→ **Problem to work on**
The expected output is an exact copy of the lines from the one containing "Identify every instance of the winter" through the final line of the entries below, with no images.

Excerpted records: Begin

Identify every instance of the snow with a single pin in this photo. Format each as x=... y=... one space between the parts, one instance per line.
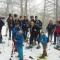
x=6 y=48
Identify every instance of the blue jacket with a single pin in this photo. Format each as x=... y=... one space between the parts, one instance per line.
x=18 y=36
x=44 y=39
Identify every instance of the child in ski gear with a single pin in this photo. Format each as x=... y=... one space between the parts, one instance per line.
x=38 y=25
x=44 y=41
x=18 y=36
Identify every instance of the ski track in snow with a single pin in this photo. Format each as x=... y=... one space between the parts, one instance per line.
x=53 y=54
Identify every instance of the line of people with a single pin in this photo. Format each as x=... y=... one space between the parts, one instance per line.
x=19 y=27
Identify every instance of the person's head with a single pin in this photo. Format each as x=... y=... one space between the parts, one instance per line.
x=15 y=15
x=50 y=21
x=36 y=17
x=10 y=15
x=25 y=17
x=17 y=23
x=31 y=17
x=32 y=23
x=42 y=33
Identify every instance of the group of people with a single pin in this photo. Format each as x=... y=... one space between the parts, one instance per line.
x=19 y=28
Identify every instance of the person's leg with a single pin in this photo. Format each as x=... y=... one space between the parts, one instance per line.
x=20 y=52
x=48 y=36
x=10 y=32
x=0 y=36
x=54 y=39
x=44 y=51
x=38 y=40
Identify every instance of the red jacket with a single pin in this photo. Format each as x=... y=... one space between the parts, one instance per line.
x=57 y=30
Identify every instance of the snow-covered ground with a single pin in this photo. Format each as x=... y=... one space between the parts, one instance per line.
x=6 y=48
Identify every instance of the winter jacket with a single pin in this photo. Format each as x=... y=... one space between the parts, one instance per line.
x=18 y=36
x=57 y=30
x=11 y=23
x=38 y=24
x=25 y=24
x=1 y=24
x=44 y=39
x=50 y=28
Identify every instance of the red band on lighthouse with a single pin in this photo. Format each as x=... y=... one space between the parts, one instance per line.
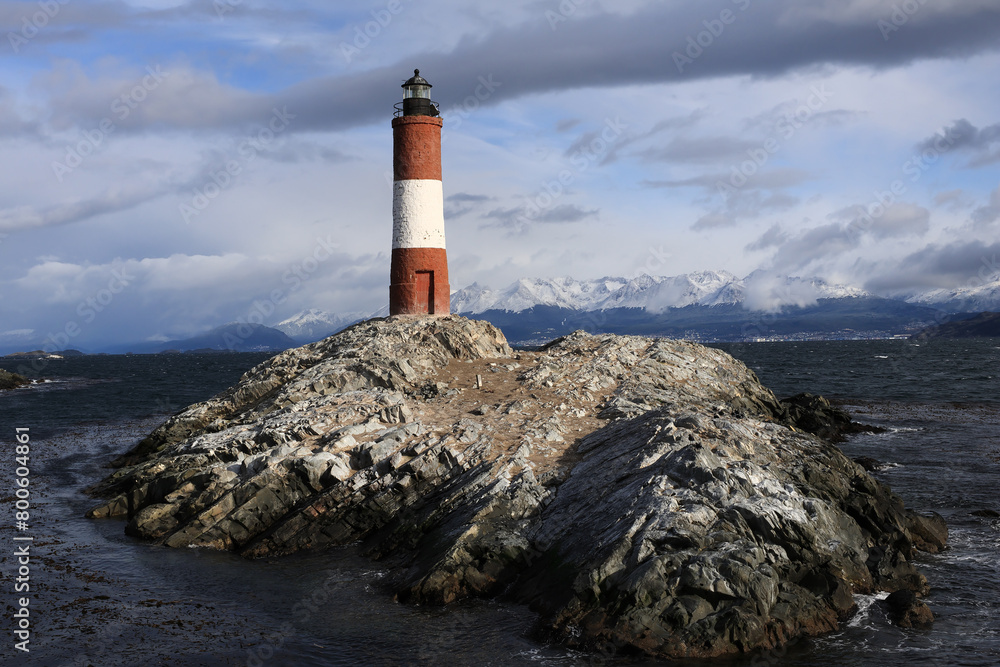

Excerpted records: End

→ **Problem solution**
Identify every instance of the winter jacket with a single pin in this photo. Format each as x=... y=... one space between the parts, one instance per line.
x=18 y=36
x=57 y=30
x=11 y=23
x=38 y=24
x=25 y=24
x=1 y=24
x=44 y=39
x=50 y=28
Identify every instance of the red band on lighthouse with a single pin in this photo. Format each as x=... y=... one space between the parts, one instance per line.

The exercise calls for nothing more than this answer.